DOCUMENT PASSAGE -
2. Delay and Heavy-Traffic Performance

The JFSQ policy is analytically shown to achieve asymptotic zero waiting probability and expected waiting time as $N \rightarrow \infty$ , under both Sub-Halfin-Whitt and Super-Halfin-Whitt scaling (Liu et al., 28 Sep 2025). Let $\bar Q = (1/N)\sum_{i=1}^N Q_i$ denote the average queue length. The key performance bounds, which hold uniformly in heavy-traffic regimes, are summarized as:

$\mathbb{E}\left[(\bar Q - \eta)^r_+\right] = O\left(\left(\frac{k}{N^{1-\alpha}}\right)^r\right)$

where $\eta$ is a threshold depending on the total capacity of "fast" servers and $k$ is a constant that depends explicitly on the degree of server heterogeneity (e.g., ratios of $\mu_\text{fast}/\mu_\text{slow}$ ).

For fixed buffer size $b$ , the queue occupancy above a threshold vanishes in the large- $N$ limit: the number of servers with non-empty waiting is $O(N^\alpha \log N)$ , and the number with more than two jobs is $O(N^{-r(1-\alpha)+1})$ for any independent $r>0$ (Liu et al., 2019), confirming the near-complete elimination of queueing delay.

3. Impact of Server Heterogeneity

JFSQ balances load while aggressively exploiting available high-capacity servers. Classic JSQ and power-of-d policies without speed awareness can overload slow servers, resulting in delay and utilization inefficiencies (Bhambay et al., 2022), especially as heterogeneity increases. In JFSQ, the tie-breaking in favor of the server with maximal $\mu_i$ ensures that jobs are preferentially directed toward units with higher capacity. The analytical bounds on delay contain a prefactor $k$ reflecting the overall spread in service rates; as heterogeneity increases, the gap between JFSQ and non-speed-aware policies broadens, but JFSQ continues to ensure asymptotically vanishing delay, subject to appropriate scaling of load and buffer sizes (Liu et al., 28 Sep 2025).

OBJECTIVE A - According to the passage on JFSQ delay and server heterogeneity, which policies can overload slow servers?

DATASET ROWS -

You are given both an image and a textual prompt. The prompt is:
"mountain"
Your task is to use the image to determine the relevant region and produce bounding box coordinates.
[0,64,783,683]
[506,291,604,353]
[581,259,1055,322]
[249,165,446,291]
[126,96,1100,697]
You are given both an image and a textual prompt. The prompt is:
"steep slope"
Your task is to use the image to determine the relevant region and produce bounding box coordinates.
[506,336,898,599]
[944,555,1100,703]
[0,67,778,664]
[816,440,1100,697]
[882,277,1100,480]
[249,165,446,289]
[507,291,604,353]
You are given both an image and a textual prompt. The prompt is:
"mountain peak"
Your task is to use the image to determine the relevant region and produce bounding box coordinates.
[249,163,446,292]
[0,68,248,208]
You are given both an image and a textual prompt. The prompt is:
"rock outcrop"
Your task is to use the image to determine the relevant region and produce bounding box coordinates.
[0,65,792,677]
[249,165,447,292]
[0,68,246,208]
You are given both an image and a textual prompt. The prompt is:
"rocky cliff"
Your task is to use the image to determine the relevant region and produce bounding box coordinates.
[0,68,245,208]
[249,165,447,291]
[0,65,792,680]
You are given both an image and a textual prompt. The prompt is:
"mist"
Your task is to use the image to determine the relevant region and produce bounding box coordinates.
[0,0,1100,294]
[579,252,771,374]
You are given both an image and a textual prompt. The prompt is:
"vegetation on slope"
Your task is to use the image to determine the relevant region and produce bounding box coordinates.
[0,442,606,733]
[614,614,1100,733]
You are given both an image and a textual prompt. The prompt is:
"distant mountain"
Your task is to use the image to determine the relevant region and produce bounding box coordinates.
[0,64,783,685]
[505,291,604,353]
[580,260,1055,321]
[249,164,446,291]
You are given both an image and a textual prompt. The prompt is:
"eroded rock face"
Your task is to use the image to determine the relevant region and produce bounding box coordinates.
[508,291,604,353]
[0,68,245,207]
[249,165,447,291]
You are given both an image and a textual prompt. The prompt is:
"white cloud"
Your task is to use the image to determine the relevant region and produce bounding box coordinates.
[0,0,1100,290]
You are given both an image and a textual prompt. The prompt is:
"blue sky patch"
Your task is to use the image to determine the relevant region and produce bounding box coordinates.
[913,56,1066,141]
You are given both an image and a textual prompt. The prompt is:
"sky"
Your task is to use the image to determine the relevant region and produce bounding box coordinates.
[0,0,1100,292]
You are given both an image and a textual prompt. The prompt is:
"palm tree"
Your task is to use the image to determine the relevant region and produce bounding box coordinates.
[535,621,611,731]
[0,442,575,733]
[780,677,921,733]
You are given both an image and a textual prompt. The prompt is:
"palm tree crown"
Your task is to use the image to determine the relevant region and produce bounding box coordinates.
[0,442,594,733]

--

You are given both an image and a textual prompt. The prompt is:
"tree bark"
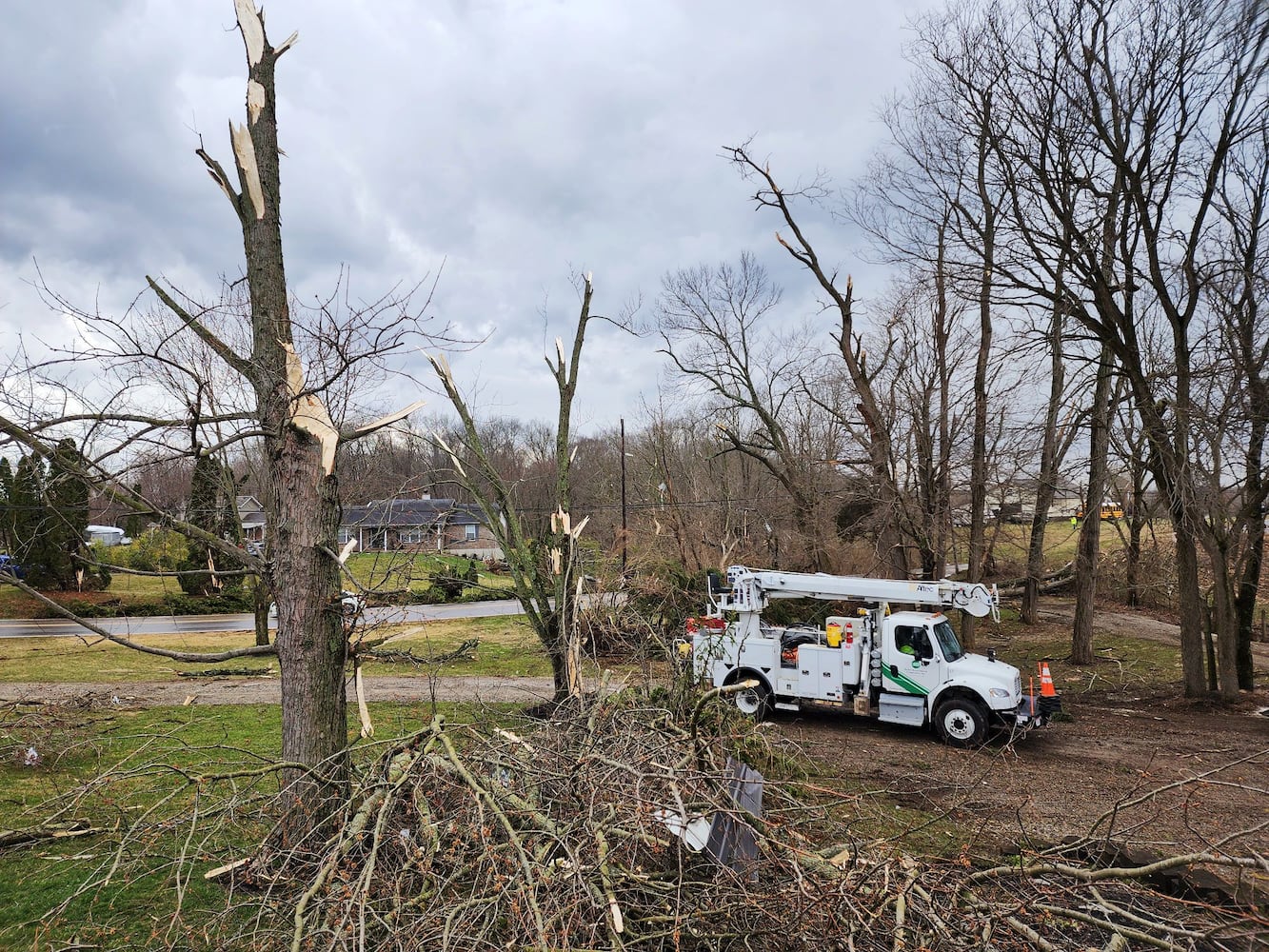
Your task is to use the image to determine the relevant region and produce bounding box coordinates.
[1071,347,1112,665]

OBJECTIVE B - Pull out every line of the records that contains the word "mountain".

CORRECT RESPONSE A - Classic JSQ and power-of-d policies without speed awareness.

CORRECT RESPONSE B -
"mountain"
"mountain peak"
"distant mountain"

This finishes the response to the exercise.